=== Excerpt to read ===
CONCLUSION

Lessons for
Tomorrow’s Leaders

RECALL FOR A MOMENT the inspiration for our title: “The reasonable man adapts himself to the world,” George Bernard Shaw said, whereas “the unreasonable one persists in trying to adapt the world to himself. Therefore all progress depends on the unreasonable man.”1 We have spotlighted an array of people who were— and, in many cases, still are—dubbed “unreasonable.” One reason they are considered unreasonable is that the rest of us find it difficult to see radical disruptions coming, whether those disruptions promise breakthrough or could create an economic, social, or environmental breakdown.

Let’s take just one example. In The Long Emergency, James Howard Kunstler warns of dire outcomes for societies that are overly dependent on the dwindling supplies of easily accessible oil.2For instance, he predicts the end—indeed, the collapse—of American suburbia as energy prices soar in the post-peak-oil era. “We have invested all our wealth in a living arrangement with no future,” he argues. “In building suburbia, we embarked on the greatest misallocation of wealth in the history of the world.” Instead of ghost towns, expect ghost suburbs and exurbs.

Unreasonable? On most current assumptions, yes, but many social entrepreneurs have seen with their own eyes what happens when governance, economic, social, or ecological systems break down. Many of the entrepreneurs in this book—among them, Fazle Abed of BRAC, Bunker Roy of Barefoot College, Muhammad Yunus of the Grameen Group, Andrea and Barry Coleman of Riders for Health—had their epiphanies when confronted by brute catastrophe.
=== Listed records ===
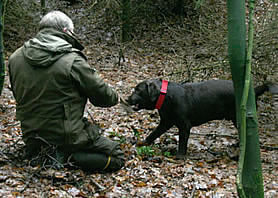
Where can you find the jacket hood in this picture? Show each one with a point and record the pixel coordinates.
(48, 46)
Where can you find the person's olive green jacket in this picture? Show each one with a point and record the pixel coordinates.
(51, 82)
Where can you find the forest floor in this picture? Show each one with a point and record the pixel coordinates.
(165, 52)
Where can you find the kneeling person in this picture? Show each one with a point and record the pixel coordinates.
(51, 81)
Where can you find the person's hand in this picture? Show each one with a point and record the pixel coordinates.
(125, 104)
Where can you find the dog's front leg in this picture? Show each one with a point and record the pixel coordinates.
(183, 140)
(160, 129)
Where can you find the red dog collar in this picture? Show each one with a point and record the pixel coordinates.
(162, 95)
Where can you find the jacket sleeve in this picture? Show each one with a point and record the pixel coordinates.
(92, 85)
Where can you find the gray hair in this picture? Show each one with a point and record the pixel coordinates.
(57, 20)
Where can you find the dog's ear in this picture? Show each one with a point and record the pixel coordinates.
(153, 87)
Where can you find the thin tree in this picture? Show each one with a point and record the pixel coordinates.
(2, 60)
(249, 176)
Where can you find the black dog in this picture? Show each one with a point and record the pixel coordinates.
(187, 105)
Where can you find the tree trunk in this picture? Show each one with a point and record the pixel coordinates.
(125, 20)
(2, 60)
(249, 177)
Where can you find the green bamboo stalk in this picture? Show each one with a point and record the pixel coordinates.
(251, 179)
(2, 60)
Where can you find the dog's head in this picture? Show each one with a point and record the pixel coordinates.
(145, 95)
===
### Stated task 1
List every organization the conclusion excerpt names alongside the social entrepreneurs who had their epiphanies when faced with catastrophe.
### Stated task 2
Reproduce everything in the conclusion excerpt from "Unreasonable? On most" down to "by brute catastrophe.".

### Task response 1
BRAC
Barefoot College
Grameen Group
Riders for Health

### Task response 2
Unreasonable? On most current assumptions, yes, but many social entrepreneurs have seen with their own eyes what happens when governance, economic, social, or ecological systems break down. Many of the entrepreneurs in this book—among them, Fazle Abed of BRAC, Bunker Roy of Barefoot College, Muhammad Yunus of the Grameen Group, Andrea and Barry Coleman of Riders for Health—had their epiphanies when confronted by brute catastrophe.